:: Data for processing ::
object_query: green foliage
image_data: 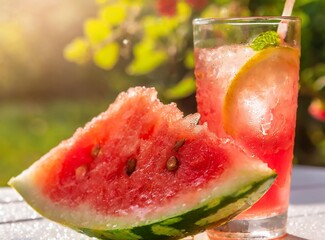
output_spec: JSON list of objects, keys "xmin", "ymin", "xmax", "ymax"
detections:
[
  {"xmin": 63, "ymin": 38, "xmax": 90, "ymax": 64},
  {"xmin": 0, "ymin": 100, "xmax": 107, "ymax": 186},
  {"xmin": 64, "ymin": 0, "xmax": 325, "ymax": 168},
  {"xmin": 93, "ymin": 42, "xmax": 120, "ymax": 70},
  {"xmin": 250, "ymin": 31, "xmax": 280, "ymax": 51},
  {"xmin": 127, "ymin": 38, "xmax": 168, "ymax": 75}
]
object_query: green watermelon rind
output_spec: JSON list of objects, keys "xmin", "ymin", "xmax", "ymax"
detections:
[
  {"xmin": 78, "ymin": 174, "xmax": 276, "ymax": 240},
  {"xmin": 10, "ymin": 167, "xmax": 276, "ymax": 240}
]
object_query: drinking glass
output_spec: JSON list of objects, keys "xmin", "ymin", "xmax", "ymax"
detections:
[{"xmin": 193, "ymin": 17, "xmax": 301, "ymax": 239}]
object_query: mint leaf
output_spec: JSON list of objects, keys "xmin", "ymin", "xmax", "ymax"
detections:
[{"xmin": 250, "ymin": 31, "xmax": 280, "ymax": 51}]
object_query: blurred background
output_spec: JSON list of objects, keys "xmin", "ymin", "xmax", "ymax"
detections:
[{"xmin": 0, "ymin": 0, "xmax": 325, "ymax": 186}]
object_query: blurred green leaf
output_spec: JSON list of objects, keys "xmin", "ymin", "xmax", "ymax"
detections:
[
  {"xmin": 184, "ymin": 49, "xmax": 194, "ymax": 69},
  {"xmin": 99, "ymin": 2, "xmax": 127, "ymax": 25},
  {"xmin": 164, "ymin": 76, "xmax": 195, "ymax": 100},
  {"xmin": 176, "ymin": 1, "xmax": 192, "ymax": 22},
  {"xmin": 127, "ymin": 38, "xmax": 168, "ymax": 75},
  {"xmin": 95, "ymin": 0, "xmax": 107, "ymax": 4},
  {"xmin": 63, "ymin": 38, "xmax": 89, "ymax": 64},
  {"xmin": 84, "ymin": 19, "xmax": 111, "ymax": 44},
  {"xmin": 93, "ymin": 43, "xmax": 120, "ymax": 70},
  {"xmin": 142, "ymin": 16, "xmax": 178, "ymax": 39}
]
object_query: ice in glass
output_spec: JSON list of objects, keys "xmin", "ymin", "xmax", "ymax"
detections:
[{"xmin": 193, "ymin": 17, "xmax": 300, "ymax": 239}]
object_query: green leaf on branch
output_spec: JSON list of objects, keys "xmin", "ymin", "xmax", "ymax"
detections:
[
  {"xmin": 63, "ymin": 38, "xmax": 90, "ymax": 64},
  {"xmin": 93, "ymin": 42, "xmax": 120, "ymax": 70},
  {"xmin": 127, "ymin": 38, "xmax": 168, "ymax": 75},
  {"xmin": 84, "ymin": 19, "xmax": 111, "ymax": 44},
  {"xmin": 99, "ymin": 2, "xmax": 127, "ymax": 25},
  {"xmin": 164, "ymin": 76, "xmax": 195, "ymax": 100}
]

==

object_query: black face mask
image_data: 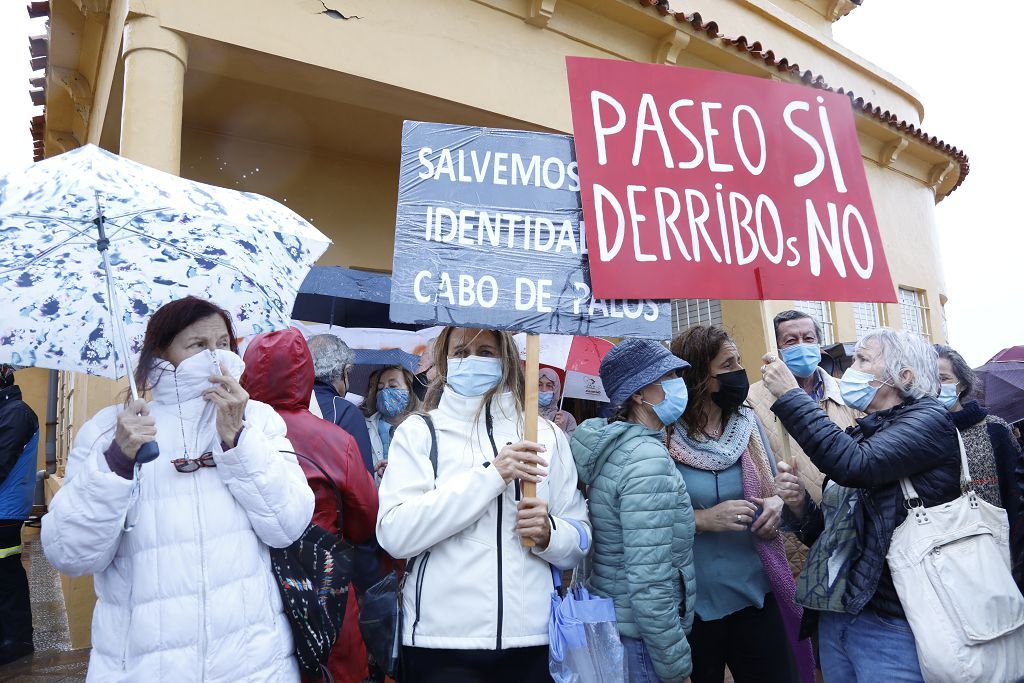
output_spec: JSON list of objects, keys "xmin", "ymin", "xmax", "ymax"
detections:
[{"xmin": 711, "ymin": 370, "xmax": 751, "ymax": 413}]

:: Exercise task ::
State how many lines in the entries above contain the string "green", counting case, and reply with the number alone.

:: Exercise answer ::
4